**BRIEF**
Quote the pharmacy tips below word for word, starting at "1. You can request" and ending at "during off-peak hours.".

**STUDY TEXT**
1. You can request for brand products.
    If you don't want the generic medication, you can request they fill brand. BUT your insurance may not cover brand and it will probably will be more expensive. It's worth a shot!
  2. Take advantage of technology!
    A lot of stores have apps where you can refill medications. Use these to your advantage.
  3. Make the pharmacy your first stop when grocery shopping.
    That way if there are any problems or something isn't ready, you give the pharmacy more time to deal with it. Coming at the end of your shopping trip and then giving us the evil eye while we work out insurance issues/fill your prescription won't get us to go faster.
  4. Go during off-peak hours.
    I know it's easy to go on the way home from work, but between 5-6 is ALWAYS the busiest the pharmacy is. It means longer wait times when you drop off a prescription. Basically expect to wait 30-40 minutes instead of the normal 15-20.

**DATA EXTRACTS**
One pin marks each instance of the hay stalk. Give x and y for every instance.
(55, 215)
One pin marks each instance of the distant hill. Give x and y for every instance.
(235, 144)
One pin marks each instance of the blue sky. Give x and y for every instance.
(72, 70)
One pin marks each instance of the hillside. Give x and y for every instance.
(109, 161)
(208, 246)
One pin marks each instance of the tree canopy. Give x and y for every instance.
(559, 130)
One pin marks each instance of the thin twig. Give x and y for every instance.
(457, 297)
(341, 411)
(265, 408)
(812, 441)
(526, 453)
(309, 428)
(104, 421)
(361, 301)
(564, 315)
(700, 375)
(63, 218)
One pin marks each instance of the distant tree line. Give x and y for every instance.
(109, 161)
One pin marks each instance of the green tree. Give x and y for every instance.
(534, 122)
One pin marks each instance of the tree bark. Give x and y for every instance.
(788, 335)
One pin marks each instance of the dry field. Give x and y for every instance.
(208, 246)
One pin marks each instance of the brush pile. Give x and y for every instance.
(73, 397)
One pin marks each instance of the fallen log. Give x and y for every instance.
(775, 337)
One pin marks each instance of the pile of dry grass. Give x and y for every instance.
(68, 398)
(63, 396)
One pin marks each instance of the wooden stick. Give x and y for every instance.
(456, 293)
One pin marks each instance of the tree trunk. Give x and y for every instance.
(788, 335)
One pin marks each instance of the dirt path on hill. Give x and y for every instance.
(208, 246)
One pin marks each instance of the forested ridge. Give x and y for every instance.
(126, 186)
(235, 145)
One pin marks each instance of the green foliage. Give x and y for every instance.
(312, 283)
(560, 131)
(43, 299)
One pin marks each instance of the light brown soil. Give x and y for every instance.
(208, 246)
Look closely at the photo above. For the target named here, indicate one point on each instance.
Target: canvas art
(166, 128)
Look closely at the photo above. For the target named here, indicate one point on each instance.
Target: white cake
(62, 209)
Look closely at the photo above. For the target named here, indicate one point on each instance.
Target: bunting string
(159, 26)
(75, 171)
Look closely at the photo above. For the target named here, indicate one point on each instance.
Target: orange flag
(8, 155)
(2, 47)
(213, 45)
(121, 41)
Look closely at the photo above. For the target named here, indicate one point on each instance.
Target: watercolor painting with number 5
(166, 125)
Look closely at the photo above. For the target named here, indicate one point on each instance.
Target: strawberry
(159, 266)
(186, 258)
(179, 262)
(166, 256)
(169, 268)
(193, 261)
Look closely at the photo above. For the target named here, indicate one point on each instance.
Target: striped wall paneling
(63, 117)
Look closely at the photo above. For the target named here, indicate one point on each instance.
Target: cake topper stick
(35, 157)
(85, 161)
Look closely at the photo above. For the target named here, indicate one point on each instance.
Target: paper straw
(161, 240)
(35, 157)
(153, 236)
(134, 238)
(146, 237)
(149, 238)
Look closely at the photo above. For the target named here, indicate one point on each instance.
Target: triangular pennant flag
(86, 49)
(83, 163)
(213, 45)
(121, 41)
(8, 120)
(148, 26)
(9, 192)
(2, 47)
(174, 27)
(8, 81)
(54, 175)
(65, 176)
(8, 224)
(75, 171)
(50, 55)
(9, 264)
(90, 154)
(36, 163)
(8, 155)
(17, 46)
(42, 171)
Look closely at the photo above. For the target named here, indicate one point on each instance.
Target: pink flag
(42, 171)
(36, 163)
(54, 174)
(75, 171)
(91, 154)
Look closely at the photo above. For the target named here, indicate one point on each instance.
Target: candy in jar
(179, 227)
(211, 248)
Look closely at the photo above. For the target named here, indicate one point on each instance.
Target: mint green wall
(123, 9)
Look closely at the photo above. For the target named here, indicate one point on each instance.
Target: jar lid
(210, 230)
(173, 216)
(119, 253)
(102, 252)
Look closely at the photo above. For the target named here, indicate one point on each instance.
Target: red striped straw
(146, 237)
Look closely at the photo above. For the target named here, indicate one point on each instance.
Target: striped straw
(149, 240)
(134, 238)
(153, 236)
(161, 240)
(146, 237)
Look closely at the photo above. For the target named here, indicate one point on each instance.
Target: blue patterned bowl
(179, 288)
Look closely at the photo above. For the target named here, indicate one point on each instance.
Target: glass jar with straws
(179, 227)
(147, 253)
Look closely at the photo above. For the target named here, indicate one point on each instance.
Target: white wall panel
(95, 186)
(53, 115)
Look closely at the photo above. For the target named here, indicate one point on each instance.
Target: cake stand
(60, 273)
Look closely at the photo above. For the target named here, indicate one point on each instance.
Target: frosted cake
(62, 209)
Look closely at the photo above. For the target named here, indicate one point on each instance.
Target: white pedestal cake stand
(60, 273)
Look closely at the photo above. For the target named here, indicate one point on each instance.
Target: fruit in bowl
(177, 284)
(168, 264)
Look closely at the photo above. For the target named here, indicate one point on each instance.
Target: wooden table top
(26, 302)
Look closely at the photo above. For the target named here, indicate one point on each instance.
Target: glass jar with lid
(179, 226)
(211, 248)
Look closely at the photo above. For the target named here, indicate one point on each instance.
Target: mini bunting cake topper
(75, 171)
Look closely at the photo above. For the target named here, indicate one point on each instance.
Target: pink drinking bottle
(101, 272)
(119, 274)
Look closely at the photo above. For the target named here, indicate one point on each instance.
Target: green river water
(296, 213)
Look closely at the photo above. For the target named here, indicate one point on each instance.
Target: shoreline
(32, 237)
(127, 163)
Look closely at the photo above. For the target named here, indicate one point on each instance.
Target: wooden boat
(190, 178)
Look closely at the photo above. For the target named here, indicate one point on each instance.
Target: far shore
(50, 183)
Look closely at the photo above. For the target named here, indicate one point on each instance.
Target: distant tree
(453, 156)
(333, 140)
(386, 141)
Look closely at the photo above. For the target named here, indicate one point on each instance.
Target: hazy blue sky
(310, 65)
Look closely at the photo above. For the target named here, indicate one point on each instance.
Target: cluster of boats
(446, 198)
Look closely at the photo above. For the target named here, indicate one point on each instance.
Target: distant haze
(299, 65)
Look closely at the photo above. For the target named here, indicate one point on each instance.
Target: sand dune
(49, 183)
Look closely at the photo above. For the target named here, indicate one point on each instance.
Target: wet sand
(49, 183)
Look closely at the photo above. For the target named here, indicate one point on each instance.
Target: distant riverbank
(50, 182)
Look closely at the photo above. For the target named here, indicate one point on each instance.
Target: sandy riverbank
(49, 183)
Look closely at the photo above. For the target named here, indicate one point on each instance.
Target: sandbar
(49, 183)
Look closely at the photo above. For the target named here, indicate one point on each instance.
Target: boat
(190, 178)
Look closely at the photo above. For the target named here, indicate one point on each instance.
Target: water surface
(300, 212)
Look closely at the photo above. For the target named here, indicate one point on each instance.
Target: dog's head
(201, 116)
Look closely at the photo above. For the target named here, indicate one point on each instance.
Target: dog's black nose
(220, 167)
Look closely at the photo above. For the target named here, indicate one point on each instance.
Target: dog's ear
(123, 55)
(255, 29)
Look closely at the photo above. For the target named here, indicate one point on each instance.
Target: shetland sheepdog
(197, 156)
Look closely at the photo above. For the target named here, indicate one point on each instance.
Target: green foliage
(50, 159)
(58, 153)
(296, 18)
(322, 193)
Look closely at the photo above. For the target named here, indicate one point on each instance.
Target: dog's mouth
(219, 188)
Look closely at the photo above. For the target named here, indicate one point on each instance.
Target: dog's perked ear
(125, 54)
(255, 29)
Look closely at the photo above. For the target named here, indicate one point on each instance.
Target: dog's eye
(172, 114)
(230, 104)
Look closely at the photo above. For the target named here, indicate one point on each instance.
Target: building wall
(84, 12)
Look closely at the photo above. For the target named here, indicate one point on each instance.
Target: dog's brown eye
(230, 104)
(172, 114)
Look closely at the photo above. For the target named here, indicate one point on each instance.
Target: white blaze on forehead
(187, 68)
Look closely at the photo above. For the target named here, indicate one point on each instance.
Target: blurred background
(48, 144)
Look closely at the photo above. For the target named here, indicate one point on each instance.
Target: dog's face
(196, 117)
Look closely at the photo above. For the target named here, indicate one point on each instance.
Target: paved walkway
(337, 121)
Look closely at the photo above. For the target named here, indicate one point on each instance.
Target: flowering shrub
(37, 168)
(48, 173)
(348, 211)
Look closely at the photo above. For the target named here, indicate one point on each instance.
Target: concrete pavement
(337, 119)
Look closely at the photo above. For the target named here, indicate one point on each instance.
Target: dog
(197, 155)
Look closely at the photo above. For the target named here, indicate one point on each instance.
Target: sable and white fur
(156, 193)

**ANSWER TO THIS PROBLEM**
1. You can request for brand products.
    If you don't want the generic medication, you can request they fill brand. BUT your insurance may not cover brand and it will probably will be more expensive. It's worth a shot!
  2. Take advantage of technology!
    A lot of stores have apps where you can refill medications. Use these to your advantage.
  3. Make the pharmacy your first stop when grocery shopping.
    That way if there are any problems or something isn't ready, you give the pharmacy more time to deal with it. Coming at the end of your shopping trip and then giving us the evil eye while we work out insurance issues/fill your prescription won't get us to go faster.
  4. Go during off-peak hours.